Document text:

The nonprofit news organization redesigned its homepage on Wednesday and introduced a new ad unit called Center Stage, which is a step toward native advertising while steering clear from the advertorial form that many Web publishers have started to embrace, said Bryan Moffett, vp of digital strategy and ad operations at National Public Media, a subsidiary of NPR.

"Our audience expects us to stay pretty clearly behind the commercial line of commercial sites," he said. "So we have to be very careful. I think actual sponsored content flowing into the editorial well is a place we're really not ready to go."

But Center Stage, which features oversized creative and video baked in, is clearly an improvement on a standard banner. The unit actually unfolds in the middle of the homepage as you scroll through the content, with thick gray slabs offsetting it from the editorial section. It's much closer to elegant magazine ad than punch the monkey.

Plus, NPR has stringent guidelines for the level of commercial messaging that can show up in its banner ads, meaning the organization can't participate in programmatic ad buying, Moffett said, "because there's no ability to get somebody to change the language in a banner in a programmatic buy."

That has hit the nonprofit's revenue, according to Moffett. "[Center Stage] was a way to come up with a more compelling offering" for clients and agencies, he said.

Currently, NPR is aiming for one Center Stage sponsorship a week, with each roadblock lasting for a day. The launch sponsor was Squarespace, a Web design firm. Upcoming sponsors include a tourism board and cancer research facilities, per Moffett.

The plan is for each Center Stage campaign to have a video element, and brands and agencies will always provide the creative, Moffett said, but the sales team and even some editorial staffers will review the content to ensure it's up to snuff for the NPR audience.

"We screen that content very rigorously to make sure that it's actually interesting, good content," he said. "We're not going to run TV commercials there. We're not going to run 30-second spots. And we're not going to run dry messages that are boring. We want them to be good stuff."

Provided records:
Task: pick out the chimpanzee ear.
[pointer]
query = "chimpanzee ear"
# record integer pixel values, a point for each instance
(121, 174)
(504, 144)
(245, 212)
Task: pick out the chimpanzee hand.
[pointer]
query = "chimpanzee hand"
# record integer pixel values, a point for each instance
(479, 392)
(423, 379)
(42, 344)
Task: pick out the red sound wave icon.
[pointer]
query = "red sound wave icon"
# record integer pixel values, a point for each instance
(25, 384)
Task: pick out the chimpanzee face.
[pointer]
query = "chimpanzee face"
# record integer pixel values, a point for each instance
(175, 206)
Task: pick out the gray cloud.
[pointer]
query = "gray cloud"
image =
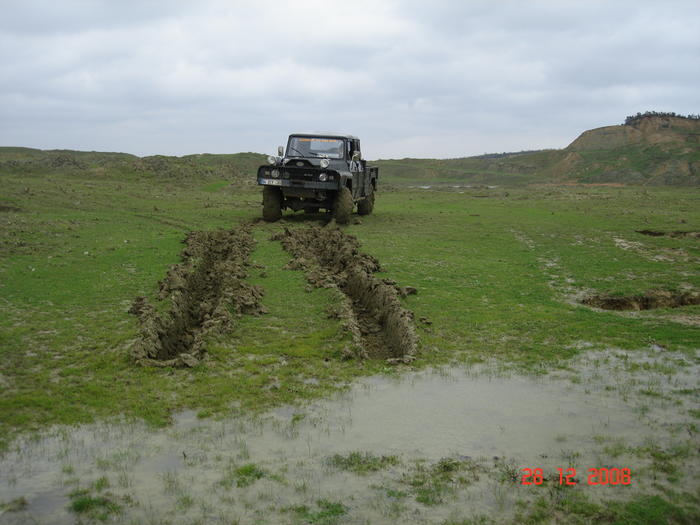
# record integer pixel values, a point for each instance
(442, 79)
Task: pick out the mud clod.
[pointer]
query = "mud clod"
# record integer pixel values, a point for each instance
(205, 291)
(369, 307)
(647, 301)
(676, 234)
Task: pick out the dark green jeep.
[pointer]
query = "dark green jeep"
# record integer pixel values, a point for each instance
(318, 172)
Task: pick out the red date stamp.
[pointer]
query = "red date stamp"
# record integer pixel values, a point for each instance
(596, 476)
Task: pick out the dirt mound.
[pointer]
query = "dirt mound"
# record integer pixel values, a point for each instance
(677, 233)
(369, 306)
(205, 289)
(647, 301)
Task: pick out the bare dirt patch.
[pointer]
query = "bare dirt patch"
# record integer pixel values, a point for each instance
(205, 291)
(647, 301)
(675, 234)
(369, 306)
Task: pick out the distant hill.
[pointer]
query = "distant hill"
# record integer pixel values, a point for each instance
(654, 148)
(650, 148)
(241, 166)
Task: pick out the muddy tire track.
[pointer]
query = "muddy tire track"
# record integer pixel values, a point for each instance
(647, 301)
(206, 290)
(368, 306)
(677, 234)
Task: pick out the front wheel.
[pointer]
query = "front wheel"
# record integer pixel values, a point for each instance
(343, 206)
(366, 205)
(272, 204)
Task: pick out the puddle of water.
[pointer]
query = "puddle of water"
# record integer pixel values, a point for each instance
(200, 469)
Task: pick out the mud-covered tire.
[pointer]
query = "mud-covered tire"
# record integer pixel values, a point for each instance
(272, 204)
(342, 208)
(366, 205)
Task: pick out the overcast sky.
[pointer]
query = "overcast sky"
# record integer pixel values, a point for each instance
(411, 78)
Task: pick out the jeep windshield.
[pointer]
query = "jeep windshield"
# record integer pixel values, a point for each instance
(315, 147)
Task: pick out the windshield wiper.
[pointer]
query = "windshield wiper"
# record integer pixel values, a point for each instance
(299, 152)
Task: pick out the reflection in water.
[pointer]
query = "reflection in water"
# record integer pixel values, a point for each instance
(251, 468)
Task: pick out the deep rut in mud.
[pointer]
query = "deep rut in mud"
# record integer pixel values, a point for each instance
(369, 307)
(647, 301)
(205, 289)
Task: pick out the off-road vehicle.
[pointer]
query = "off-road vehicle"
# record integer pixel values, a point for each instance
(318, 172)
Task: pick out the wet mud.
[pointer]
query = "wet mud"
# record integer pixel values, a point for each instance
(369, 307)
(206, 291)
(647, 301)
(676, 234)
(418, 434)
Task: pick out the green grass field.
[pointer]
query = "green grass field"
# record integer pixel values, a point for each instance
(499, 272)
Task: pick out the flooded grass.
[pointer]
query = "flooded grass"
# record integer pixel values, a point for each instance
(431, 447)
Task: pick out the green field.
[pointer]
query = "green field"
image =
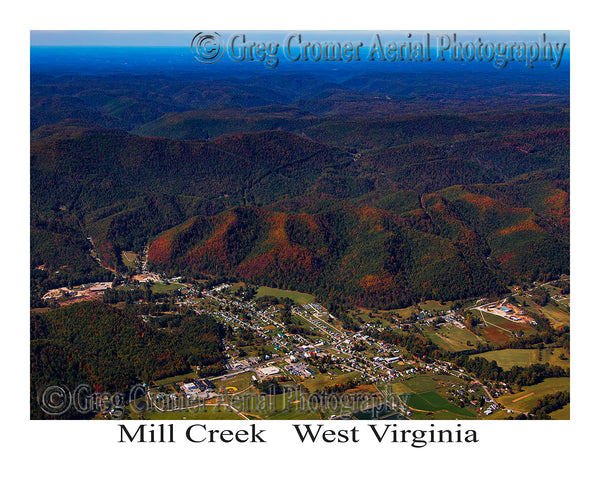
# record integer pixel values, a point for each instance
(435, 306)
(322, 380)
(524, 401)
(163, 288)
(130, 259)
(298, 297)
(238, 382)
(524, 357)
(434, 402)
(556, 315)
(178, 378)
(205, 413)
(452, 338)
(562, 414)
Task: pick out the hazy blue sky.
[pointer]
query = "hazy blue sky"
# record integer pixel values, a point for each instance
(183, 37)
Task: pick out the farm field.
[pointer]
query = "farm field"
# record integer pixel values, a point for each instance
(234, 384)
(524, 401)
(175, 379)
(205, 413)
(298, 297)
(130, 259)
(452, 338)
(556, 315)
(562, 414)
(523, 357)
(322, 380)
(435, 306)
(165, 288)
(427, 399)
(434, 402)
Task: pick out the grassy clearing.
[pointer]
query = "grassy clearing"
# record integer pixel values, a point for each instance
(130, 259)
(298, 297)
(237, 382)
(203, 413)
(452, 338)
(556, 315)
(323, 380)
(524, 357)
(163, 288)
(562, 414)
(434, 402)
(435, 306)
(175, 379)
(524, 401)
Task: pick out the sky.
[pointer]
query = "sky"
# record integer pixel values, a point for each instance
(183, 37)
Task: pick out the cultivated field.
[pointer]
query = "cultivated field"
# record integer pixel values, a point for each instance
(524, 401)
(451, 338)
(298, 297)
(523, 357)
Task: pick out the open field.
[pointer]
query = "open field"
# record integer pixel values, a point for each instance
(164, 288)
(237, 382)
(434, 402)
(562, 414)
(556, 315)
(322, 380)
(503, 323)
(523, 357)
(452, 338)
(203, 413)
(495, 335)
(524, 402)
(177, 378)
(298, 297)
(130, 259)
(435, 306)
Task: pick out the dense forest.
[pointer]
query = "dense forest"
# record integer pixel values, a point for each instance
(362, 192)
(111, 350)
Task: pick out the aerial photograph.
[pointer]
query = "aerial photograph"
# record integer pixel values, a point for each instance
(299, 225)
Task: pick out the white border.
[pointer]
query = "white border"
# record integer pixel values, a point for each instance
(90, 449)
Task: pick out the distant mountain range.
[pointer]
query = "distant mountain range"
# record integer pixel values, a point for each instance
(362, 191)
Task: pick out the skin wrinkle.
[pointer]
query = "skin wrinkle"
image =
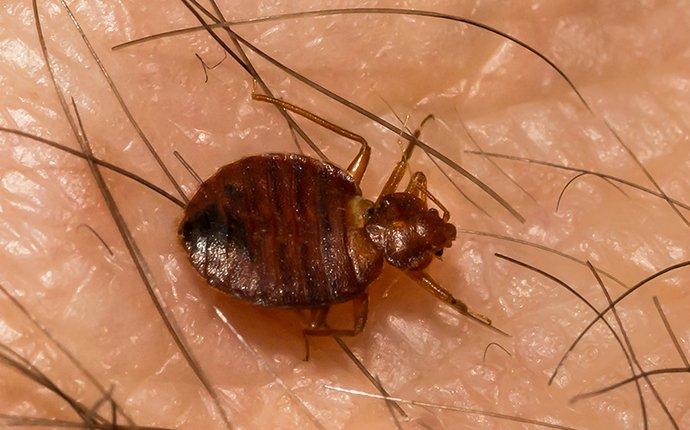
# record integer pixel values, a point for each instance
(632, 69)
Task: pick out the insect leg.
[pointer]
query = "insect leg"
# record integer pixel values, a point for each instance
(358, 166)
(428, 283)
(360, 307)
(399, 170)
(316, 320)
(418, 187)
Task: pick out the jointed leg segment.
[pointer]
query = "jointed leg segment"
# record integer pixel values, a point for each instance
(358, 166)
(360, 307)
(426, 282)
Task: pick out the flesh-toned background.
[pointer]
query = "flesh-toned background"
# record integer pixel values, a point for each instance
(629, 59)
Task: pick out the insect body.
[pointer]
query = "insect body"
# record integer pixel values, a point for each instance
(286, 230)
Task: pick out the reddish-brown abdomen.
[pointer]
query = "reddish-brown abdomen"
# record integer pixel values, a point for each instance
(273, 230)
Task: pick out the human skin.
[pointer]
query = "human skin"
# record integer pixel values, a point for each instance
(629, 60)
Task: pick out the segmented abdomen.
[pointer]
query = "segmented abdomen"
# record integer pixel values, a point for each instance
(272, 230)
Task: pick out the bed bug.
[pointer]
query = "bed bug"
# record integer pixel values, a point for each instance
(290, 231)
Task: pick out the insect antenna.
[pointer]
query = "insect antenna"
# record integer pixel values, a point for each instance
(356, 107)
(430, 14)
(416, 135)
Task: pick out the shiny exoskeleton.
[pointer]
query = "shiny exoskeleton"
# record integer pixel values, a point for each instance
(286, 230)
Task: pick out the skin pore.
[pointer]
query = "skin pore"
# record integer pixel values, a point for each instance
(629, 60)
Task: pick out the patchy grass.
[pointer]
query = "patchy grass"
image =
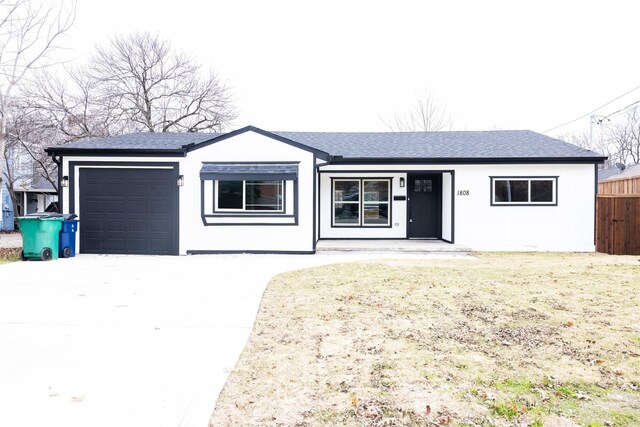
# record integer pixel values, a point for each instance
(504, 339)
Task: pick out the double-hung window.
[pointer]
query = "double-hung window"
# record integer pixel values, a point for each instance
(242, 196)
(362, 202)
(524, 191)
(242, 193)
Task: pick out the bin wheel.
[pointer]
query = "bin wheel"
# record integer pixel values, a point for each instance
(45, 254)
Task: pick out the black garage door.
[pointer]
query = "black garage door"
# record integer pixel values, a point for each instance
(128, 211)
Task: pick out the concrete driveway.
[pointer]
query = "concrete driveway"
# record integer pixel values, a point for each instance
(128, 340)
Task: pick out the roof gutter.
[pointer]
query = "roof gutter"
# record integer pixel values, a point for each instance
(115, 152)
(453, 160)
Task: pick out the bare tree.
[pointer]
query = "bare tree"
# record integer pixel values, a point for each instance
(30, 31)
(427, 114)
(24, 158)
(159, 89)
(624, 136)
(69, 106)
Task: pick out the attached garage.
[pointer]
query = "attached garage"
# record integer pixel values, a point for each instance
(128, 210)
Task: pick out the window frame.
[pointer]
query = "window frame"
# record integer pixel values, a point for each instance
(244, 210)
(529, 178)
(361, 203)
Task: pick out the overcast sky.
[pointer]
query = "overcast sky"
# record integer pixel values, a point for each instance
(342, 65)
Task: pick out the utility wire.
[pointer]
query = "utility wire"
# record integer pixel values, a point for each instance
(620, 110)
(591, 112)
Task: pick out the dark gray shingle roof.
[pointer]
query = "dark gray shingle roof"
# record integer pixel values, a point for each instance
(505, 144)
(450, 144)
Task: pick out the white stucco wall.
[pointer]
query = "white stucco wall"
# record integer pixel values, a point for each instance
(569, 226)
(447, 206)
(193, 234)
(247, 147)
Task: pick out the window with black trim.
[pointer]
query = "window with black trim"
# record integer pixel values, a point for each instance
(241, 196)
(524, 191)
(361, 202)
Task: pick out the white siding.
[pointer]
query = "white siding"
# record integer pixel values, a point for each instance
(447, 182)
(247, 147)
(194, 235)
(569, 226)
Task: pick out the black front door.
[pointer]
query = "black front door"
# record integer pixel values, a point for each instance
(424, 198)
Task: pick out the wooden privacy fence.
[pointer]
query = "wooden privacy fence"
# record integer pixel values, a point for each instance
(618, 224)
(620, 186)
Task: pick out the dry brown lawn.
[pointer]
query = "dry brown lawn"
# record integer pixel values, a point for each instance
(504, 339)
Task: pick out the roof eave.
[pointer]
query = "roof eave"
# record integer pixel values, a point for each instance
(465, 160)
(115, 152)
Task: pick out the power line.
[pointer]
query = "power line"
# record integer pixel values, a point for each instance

Task set:
1. What was the launch sponsor of Center Stage, according to the text about NPR's Center Stage ad unit?
2. In the text about NPR's Center Stage ad unit, rewrite the passage from "That has hit" up to and including "facilities, per Moffett.", replacing "roadblock" with "takeover".

Expected outputs:
1. Squarespace, a Web design firm.

2.
That has hit the nonprofit's revenue, according to Moffett. "[Center Stage] was a way to come up with a more compelling offering" for clients and agencies, he said.

Currently, NPR is aiming for one Center Stage sponsorship a week, with each takeover lasting for a day. The launch sponsor was Squarespace, a Web design firm. Upcoming sponsors include a tourism board and cancer research facilities, per Moffett.